── Selected passage
Finding 23: From 2006 to 2007, Philip Gerber, as Professional Standards Director of
Grafton and Newcastle, was aware that Reverend Allan Kitchingman had been convicted
of sexual offences against a child but did not start disciplinary proceedings against him.

Finding 24: The General Synod recommended guidelines for parish safety in 2009. The
Diocese of Newcastle did not adopt guidelines for managing people of concern until
around October 2013. As a result, there were no guidelines to manage any risk posed by
Reverend Allan Kitchingman's involvement in Newcastle Cathedral until October 2013.

Finding 25: From September 2005 until April 2013, no disciplinary action was taken
against Reverend Campbell Brown by the Diocese of Grafton or the Diocese of
Newcastle. During the same period, the Diocese of Grafton took no disciplinary action
against Reverend Winston Morgan.

Finding 26: From 2011 to 2013, Bishop Keith Slater did not refer allegations of criminal
conduct made by CB and CC to NSW Police. This was inconsistent with the 2004
Professional Standards Ordinance and Protocol for Dealing with Complaints of Sexual
Abuse….

Finding 27: The establishment of the National Register of the Anglican Church is a
positive initiative.

Finding 28: At the time of the hearing, the National Register of the Anglican Church did
not record the names of all people who might need to be registered because various
dioceses have been unable to review all their files to determine whether an entry should
be made….

In 2006, over 40 former residents began a group claim against the Diocese of Grafton. They claimed to have suffered physical, psychological and sexual abuse at the Home between 1940 and 1985. Twenty of those claims involved child sexual abuse by clergy, staff, foster parents and others.
On 5 January 2006, Simon Harrison, from the law firm Nicol Robinson Halletts, wrote to Reverend Comben about the claim. Mr Harrison advised that he had instructions to represent 20 former residents who had been abused.
He asked for help identifying some former staff and for some documents related to the Home. Reverend Comben opposed giving this information. He said that he did not want to give the claimants' solicitors 'honorary research assistance'.
On 16 January 2006, Reverend Comben wrote to Peter Roland, from the law firm Foott Law & Co, with instructions to act in the matter for the Church. He asked Mr Roland about raising 'legal cases which deny the liability of an employer for the criminal acts of employees'.
────
── Data provided
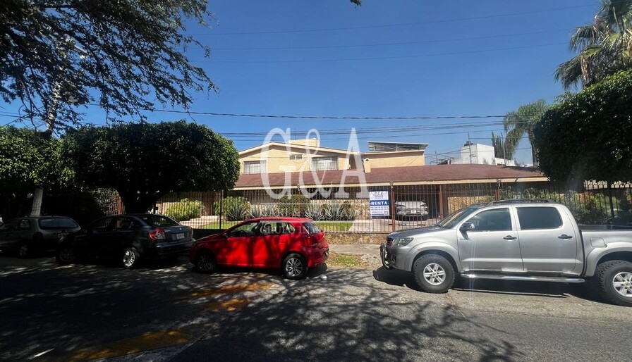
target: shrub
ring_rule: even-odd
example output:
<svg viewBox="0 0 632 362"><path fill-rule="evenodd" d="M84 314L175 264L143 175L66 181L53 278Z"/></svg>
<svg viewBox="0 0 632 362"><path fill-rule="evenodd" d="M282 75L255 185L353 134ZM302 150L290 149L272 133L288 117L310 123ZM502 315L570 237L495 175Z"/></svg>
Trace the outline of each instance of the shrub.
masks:
<svg viewBox="0 0 632 362"><path fill-rule="evenodd" d="M343 202L342 208L344 210L344 213L346 216L346 218L344 220L356 220L356 208L353 207L353 205L351 205L351 202L348 201Z"/></svg>
<svg viewBox="0 0 632 362"><path fill-rule="evenodd" d="M248 204L243 203L230 204L228 206L224 206L224 212L226 213L226 221L241 221L248 218L250 213L250 203Z"/></svg>
<svg viewBox="0 0 632 362"><path fill-rule="evenodd" d="M184 221L199 218L202 208L204 204L202 201L183 199L169 206L164 214L176 221Z"/></svg>
<svg viewBox="0 0 632 362"><path fill-rule="evenodd" d="M303 215L305 218L310 218L314 221L318 221L324 218L322 207L320 205L312 204L308 204L303 211Z"/></svg>
<svg viewBox="0 0 632 362"><path fill-rule="evenodd" d="M221 206L224 208L223 212L220 212L219 206L219 201L213 203L214 213L224 216L226 221L241 221L250 215L250 203L245 197L232 196L225 197L221 201ZM240 215L243 216L241 218L233 218L239 217Z"/></svg>
<svg viewBox="0 0 632 362"><path fill-rule="evenodd" d="M332 221L346 220L347 213L344 207L337 202L327 204L324 207L324 218Z"/></svg>
<svg viewBox="0 0 632 362"><path fill-rule="evenodd" d="M303 194L291 196L286 194L279 199L279 214L281 216L303 216L309 204L310 199Z"/></svg>
<svg viewBox="0 0 632 362"><path fill-rule="evenodd" d="M266 211L265 205L253 205L250 206L249 216L253 219L263 218L264 216L267 216Z"/></svg>

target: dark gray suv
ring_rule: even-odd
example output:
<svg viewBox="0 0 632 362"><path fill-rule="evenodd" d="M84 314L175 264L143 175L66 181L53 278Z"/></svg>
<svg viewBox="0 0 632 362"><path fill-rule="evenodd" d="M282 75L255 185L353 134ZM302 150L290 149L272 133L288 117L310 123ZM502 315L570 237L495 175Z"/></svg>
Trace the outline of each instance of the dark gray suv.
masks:
<svg viewBox="0 0 632 362"><path fill-rule="evenodd" d="M0 225L0 250L16 250L26 258L36 250L54 250L57 242L81 227L66 216L26 216Z"/></svg>

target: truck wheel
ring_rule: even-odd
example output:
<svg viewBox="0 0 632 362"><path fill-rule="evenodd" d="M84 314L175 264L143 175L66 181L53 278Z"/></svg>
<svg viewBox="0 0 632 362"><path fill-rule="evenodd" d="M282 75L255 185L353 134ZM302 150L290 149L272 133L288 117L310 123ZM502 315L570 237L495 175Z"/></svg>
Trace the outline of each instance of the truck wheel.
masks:
<svg viewBox="0 0 632 362"><path fill-rule="evenodd" d="M125 248L123 251L123 257L121 258L123 268L126 269L132 269L138 265L138 259L140 256L135 248Z"/></svg>
<svg viewBox="0 0 632 362"><path fill-rule="evenodd" d="M595 277L606 300L632 306L632 263L622 260L602 263L597 266Z"/></svg>
<svg viewBox="0 0 632 362"><path fill-rule="evenodd" d="M454 284L454 268L440 255L426 254L413 265L415 281L427 293L445 293Z"/></svg>

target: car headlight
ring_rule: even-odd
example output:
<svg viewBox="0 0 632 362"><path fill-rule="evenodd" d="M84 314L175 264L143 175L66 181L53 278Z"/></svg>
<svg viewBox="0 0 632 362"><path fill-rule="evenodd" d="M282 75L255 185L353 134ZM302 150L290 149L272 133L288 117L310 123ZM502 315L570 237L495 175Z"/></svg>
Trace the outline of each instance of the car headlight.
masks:
<svg viewBox="0 0 632 362"><path fill-rule="evenodd" d="M406 246L408 244L411 244L411 242L413 241L412 237L396 237L393 239L393 245L394 246Z"/></svg>

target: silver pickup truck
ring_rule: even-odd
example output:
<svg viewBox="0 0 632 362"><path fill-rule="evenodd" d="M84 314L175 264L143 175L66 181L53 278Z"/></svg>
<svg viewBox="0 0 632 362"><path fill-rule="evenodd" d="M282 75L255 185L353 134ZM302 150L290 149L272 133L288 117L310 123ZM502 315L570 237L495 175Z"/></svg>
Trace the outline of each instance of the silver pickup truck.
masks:
<svg viewBox="0 0 632 362"><path fill-rule="evenodd" d="M443 293L466 278L588 280L609 301L632 306L632 230L580 228L549 200L504 200L458 210L434 226L389 234L389 269L412 272L422 290Z"/></svg>

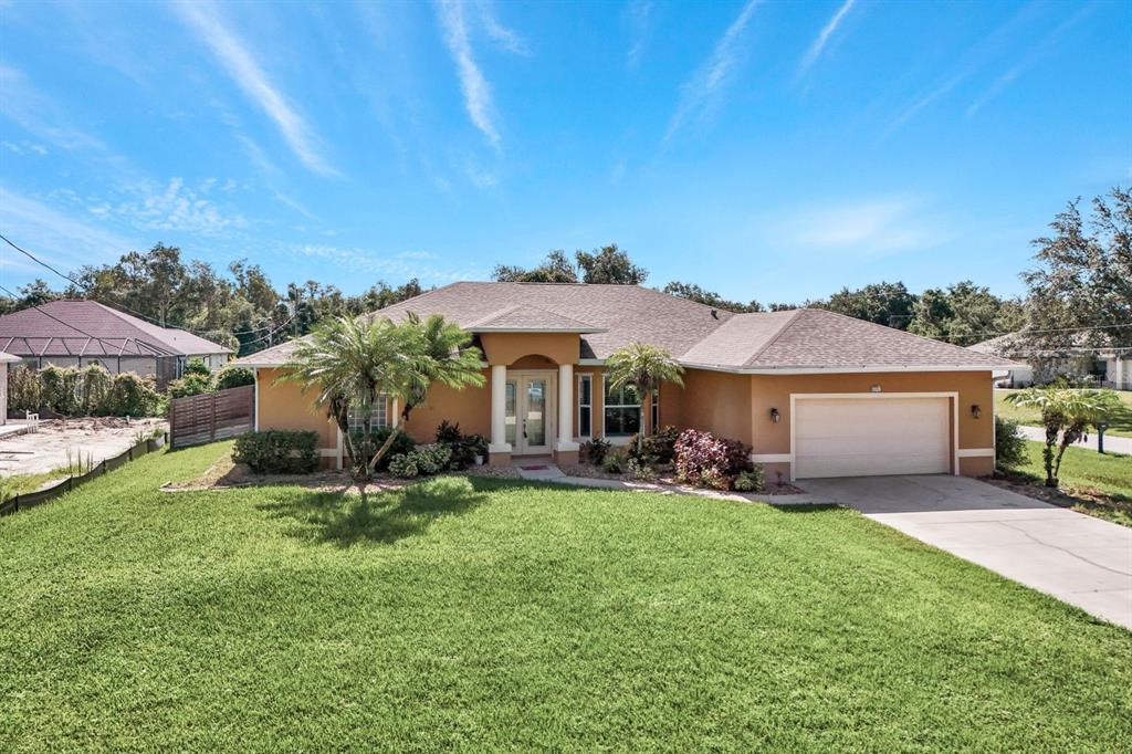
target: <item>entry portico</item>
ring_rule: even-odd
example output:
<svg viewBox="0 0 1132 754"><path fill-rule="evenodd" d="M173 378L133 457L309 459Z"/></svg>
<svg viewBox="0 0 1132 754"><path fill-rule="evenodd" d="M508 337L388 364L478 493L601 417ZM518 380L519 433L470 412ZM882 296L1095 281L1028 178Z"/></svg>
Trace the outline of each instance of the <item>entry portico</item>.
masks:
<svg viewBox="0 0 1132 754"><path fill-rule="evenodd" d="M490 462L552 452L558 463L576 463L574 366L581 336L604 331L530 306L509 307L468 329L490 372Z"/></svg>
────
# Tasks and exercises
a – Quote the passage on the Anglican dioceses above, starting at "Finding 23: From" and ending at "proceedings against him.".
b – According to the passage on the Anglican dioceses, when did the Diocese of Newcastle adopt guidelines for managing people of concern?
c – Name every person in the passage on the Anglican dioceses who is given the title Reverend.

# Answers to each task
a –
Finding 23: From 2006 to 2007, Philip Gerber, as Professional Standards Director of
Grafton and Newcastle, was aware that Reverend Allan Kitchingman had been convicted
of sexual offences against a child but did not start disciplinary proceedings against him.

b – Around October 2013.

c – Allan Kitchingman, Campbell Brown, Winston Morgan, Comben